▸ ACTIVITY: Transcribe, without alteration, only the lines from the one containing "Shelf-audit tool: tag the black beret" through the last line of the material, both ends included.

▸ TASK INPUTS:

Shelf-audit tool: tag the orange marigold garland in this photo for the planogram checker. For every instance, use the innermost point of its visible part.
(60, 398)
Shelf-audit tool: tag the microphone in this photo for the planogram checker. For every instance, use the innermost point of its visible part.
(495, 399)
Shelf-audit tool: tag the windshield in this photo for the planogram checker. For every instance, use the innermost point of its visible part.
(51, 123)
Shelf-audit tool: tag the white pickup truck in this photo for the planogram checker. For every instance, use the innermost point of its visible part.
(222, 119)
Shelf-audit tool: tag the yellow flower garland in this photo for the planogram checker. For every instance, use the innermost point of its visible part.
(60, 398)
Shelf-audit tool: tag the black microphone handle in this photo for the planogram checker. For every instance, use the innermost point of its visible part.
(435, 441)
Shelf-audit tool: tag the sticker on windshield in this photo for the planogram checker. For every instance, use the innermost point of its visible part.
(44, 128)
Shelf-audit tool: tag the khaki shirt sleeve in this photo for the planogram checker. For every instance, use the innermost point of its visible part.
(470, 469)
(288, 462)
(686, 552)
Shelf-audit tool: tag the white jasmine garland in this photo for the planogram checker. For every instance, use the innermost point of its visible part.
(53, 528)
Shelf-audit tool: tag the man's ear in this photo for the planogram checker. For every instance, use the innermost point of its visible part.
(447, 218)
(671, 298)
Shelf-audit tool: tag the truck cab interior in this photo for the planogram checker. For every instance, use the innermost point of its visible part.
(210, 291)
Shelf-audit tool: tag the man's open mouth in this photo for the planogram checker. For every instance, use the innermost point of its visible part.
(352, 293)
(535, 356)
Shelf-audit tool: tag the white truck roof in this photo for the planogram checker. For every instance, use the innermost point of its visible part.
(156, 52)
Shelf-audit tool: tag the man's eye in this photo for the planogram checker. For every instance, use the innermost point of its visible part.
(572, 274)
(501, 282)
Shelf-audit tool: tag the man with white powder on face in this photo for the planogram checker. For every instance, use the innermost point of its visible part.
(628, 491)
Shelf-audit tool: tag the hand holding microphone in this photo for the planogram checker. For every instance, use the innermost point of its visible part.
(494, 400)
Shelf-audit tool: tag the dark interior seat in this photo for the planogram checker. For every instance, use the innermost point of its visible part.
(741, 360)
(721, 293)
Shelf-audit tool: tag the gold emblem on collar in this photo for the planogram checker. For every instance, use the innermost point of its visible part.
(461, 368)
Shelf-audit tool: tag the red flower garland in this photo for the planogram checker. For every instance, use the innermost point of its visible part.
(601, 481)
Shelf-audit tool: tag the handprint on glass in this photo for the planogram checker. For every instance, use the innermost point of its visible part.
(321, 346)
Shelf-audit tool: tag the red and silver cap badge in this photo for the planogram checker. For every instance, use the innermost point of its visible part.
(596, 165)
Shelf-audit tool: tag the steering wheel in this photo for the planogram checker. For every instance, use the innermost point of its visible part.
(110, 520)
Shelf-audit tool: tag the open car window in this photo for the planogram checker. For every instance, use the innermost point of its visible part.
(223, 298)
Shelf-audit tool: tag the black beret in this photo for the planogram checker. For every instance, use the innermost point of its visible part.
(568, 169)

▸ ANSWER AREA:
Shelf-audit tool: tag the black beret in this photo for the planogram checker. For every instance, use the innermost point of its visible part.
(568, 169)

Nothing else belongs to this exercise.